## What you have to do
Go through the lines below. Copy those with "blue".

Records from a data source

━━━━━━━━━━

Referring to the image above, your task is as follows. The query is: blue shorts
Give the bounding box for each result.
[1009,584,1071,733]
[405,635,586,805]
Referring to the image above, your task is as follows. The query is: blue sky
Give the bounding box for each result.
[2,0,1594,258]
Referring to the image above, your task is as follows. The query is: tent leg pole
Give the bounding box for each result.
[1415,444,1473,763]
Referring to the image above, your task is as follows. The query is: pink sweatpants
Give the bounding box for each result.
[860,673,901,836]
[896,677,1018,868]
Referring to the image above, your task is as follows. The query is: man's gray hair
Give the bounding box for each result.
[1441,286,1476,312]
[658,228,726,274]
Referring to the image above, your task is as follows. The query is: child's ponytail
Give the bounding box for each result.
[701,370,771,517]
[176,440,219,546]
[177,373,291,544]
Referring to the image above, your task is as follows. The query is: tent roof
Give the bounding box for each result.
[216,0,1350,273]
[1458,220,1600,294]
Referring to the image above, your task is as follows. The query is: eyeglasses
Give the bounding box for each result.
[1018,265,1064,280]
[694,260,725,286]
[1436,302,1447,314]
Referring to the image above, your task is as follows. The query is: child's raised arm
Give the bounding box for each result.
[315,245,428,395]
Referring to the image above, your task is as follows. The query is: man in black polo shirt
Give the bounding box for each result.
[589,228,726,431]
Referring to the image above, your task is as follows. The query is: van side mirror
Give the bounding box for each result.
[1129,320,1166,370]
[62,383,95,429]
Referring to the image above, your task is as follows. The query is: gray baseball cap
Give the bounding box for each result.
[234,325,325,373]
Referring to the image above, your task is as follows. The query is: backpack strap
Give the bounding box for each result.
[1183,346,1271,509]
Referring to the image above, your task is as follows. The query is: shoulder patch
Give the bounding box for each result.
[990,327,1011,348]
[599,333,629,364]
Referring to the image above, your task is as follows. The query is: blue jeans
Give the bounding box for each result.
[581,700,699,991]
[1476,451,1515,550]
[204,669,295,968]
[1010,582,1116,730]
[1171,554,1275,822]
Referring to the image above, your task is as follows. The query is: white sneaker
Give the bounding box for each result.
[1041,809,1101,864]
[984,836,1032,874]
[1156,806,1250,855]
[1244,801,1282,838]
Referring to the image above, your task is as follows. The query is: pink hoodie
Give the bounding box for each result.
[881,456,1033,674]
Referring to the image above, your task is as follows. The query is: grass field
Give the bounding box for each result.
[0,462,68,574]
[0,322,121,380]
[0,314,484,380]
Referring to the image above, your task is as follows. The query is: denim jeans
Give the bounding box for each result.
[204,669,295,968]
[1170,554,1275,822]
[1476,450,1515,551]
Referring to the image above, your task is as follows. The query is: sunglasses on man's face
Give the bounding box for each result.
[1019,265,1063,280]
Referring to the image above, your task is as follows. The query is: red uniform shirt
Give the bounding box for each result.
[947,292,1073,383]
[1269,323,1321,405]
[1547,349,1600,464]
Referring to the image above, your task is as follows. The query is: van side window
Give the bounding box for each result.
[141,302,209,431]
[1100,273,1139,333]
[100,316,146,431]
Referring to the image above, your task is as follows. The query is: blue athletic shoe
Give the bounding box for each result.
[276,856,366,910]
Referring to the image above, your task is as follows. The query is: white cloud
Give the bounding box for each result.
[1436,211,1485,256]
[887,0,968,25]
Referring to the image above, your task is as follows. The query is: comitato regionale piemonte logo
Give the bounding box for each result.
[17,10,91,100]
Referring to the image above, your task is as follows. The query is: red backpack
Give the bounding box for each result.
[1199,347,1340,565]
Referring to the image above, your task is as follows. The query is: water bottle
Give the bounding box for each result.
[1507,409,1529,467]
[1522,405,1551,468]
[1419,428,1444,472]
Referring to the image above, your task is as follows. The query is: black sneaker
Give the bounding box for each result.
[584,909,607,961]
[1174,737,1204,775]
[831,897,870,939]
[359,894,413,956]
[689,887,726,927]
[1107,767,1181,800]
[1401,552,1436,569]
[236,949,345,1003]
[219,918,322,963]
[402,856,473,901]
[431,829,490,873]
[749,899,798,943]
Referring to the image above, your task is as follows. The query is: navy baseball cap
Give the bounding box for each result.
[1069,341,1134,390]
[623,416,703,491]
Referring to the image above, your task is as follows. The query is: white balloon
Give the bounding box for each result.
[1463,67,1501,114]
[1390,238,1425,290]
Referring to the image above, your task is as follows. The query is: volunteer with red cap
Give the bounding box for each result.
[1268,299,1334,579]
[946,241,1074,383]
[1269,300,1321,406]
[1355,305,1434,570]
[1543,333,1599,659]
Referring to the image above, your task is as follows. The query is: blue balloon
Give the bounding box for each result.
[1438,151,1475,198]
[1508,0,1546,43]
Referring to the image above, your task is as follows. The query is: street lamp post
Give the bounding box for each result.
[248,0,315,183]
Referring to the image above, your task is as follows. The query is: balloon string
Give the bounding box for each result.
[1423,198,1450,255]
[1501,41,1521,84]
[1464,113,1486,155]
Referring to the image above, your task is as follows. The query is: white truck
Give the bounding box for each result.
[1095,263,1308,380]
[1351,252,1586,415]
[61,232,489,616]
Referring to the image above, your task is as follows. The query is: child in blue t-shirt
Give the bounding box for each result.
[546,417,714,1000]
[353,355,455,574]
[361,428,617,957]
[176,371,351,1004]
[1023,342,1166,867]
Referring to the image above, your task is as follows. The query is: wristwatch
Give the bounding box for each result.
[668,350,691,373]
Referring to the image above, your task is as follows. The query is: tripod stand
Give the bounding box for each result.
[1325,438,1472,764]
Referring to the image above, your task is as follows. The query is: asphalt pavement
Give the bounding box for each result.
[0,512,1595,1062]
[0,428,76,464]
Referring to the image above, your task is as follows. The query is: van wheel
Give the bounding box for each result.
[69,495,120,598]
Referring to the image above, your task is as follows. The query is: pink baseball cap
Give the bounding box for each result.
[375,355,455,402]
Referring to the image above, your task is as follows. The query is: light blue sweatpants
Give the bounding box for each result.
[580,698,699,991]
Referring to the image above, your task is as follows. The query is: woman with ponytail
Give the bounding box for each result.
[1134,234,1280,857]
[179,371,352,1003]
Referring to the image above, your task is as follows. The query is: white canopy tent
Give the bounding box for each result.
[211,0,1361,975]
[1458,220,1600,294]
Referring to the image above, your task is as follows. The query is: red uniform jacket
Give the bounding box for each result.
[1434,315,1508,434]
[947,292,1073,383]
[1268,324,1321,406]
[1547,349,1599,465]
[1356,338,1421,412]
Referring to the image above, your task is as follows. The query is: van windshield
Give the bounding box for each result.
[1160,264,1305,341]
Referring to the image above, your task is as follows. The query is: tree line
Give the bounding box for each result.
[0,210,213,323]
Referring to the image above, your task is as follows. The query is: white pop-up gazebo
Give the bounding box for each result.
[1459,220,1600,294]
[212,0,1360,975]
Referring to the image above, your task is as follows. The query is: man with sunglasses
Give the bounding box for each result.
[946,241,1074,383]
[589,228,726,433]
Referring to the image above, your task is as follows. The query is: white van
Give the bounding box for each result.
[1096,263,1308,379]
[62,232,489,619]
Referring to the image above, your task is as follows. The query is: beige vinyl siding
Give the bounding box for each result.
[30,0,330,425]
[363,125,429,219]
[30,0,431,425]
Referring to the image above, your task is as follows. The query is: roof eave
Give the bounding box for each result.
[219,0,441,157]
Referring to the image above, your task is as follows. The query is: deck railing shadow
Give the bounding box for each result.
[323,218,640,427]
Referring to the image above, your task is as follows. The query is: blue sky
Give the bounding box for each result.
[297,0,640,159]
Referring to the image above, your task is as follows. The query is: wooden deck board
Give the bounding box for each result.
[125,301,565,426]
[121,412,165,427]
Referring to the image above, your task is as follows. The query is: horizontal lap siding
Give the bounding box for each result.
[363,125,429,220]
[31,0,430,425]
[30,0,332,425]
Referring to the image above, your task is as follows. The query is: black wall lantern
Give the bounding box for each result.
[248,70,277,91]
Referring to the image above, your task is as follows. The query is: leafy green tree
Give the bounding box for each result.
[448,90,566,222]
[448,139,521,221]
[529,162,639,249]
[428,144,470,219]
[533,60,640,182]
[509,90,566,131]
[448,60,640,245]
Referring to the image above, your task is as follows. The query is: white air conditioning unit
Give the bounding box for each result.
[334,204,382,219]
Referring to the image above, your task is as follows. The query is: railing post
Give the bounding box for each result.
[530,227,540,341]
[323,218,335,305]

━━━━━━━━━━

## Task output
Referring to the image above, your task is as follows. The query is: blue shorts
Referring to the image above, your task is as follows. The query is: blue sky
Referring to the image above, your task is as follows. The query is: blue jeans
Referring to the image above, your task is as follows. The query is: blue athletic shoe
Referring to the image above, your task is as follows. The query is: blue balloon
Referring to the image above, your task is as follows. The query is: child in blue t-shirt
Referring to the image above, your task is as follows. The query is: light blue sweatpants
Referring to the image above, your task is as follows. The query is: blue sky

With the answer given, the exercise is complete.